- TASK DESCRIPTION
Put every line of the rows below, from the one containing "Could you kindly segment every instance of the man's" down to the last line of the rows, into a numbered list with both ends included. Omit blank lines and leave the pictures out of your answer.

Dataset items
○ ○ ○ ○ ○

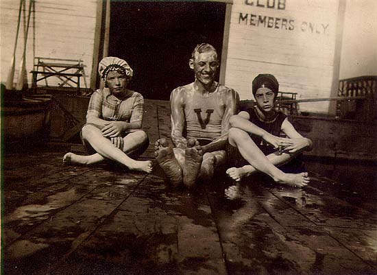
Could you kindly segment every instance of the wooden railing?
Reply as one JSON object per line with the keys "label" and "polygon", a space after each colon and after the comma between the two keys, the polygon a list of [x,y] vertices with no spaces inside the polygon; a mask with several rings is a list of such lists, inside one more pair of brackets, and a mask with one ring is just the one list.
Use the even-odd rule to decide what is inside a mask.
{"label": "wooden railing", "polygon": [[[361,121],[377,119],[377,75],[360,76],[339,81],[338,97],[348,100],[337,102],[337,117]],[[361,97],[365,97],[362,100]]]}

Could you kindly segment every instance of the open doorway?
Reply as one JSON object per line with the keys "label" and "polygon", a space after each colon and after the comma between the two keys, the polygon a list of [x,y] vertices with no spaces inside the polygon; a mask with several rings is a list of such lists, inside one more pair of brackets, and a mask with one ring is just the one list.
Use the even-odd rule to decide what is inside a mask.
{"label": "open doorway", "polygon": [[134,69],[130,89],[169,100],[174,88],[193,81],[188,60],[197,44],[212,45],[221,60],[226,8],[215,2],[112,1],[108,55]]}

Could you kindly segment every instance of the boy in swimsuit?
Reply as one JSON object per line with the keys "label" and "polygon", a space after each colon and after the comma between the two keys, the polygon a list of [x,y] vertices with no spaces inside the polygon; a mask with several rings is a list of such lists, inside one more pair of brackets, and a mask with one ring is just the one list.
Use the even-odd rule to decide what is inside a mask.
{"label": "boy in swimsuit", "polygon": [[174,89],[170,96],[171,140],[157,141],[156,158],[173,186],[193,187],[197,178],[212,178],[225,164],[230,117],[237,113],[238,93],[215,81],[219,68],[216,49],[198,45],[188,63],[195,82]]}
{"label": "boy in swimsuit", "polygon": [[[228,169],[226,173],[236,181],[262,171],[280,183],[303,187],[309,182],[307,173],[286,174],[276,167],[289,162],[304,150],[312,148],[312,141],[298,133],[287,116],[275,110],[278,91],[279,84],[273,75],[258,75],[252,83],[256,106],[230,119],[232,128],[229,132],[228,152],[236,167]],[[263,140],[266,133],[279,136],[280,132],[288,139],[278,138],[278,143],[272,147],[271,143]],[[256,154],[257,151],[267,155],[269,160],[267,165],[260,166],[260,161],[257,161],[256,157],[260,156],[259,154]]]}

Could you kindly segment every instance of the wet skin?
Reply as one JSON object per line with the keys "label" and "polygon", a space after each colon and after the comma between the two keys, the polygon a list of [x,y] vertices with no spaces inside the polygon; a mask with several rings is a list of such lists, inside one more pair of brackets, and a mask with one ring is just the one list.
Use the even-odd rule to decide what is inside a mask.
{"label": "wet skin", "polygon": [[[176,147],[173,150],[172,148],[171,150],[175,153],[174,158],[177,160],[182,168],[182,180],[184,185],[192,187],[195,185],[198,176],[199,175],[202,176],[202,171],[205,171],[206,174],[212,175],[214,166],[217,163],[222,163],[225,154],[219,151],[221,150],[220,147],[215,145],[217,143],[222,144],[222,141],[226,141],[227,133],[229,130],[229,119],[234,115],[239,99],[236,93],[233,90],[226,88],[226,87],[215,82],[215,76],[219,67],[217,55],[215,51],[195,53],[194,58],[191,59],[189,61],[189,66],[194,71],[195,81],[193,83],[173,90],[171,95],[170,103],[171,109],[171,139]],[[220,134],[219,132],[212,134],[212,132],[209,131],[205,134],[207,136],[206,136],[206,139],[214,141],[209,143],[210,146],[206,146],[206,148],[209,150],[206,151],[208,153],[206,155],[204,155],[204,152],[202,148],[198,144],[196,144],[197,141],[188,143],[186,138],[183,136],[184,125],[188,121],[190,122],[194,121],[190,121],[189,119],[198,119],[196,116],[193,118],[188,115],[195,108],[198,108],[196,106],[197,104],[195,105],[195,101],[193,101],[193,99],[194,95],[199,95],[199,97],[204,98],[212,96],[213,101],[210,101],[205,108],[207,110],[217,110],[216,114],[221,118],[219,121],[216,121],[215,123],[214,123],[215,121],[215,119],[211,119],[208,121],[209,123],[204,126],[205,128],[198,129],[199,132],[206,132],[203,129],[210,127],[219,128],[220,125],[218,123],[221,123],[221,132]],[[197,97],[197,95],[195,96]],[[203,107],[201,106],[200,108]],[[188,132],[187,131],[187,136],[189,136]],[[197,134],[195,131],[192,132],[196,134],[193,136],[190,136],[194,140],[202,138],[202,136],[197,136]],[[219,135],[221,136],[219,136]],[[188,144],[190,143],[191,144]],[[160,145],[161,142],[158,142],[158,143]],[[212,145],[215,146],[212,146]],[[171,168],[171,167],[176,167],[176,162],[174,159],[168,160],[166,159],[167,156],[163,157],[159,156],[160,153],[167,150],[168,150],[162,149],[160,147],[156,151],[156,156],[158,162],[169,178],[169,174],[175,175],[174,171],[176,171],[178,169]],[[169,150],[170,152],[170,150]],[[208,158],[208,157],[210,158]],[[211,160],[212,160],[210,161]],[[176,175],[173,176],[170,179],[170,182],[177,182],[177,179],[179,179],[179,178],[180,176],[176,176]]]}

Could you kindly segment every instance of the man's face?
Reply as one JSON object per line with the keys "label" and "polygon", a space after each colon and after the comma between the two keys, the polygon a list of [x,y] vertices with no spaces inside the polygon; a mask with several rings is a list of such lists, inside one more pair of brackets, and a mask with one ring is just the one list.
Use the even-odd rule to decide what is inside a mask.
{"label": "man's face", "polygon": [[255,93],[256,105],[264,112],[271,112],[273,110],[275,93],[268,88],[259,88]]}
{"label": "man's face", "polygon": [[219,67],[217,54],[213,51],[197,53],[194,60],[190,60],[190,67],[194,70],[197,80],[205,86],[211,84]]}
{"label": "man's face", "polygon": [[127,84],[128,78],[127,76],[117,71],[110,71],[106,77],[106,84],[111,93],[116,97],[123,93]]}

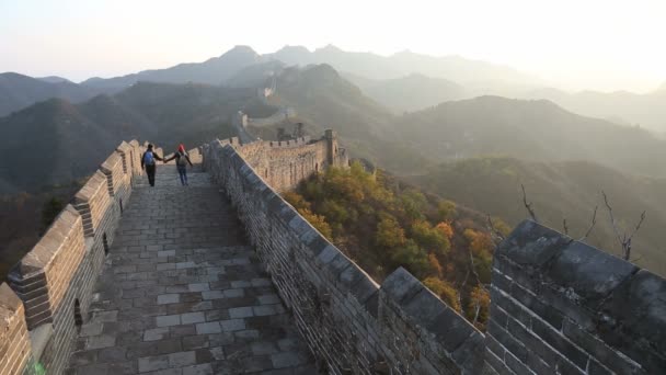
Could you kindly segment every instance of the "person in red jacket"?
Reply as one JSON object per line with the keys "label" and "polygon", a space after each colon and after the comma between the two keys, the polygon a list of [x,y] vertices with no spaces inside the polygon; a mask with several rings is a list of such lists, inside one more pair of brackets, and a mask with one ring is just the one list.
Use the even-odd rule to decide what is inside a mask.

○ ○ ○ ○ ○

- WRITTEN SOLUTION
1. Could you kindly segment every instance of the man's face?
2. Reply as one JSON object per line with the keys "label" and "polygon", a space after each colon and after the comma between the two keys, the polygon a list of [x,y] vertices with no spaces inside the polygon; a mask with several rings is a list of such lists, inside one more pair of brackets, and a mask with one ring is just the one list.
3. Use the even-odd rule to decide what is inside a mask.
4. {"label": "man's face", "polygon": [[255,93],[256,105],[264,112],[271,112],[273,110],[275,93],[268,88],[259,88]]}
5. {"label": "man's face", "polygon": [[219,67],[217,54],[213,51],[197,53],[194,60],[190,60],[190,67],[194,70],[197,80],[205,86],[211,84]]}
6. {"label": "man's face", "polygon": [[127,84],[128,78],[127,76],[117,71],[110,71],[106,77],[106,84],[111,93],[116,97],[123,93]]}
7. Could you kindly segment every instance of the "person in red jacket"?
8. Reply as one JSON object per line with the keys "label" and "polygon", a space after each colon and after the comma between the two keys, the polygon a list of [x,y] vertices with no spaces inside the polygon; a mask with several rings is a list of such lists, inside one more pair of brackets, and a mask with one ring is just the one list.
9. Use the even-odd rule to decide what is inside a mask.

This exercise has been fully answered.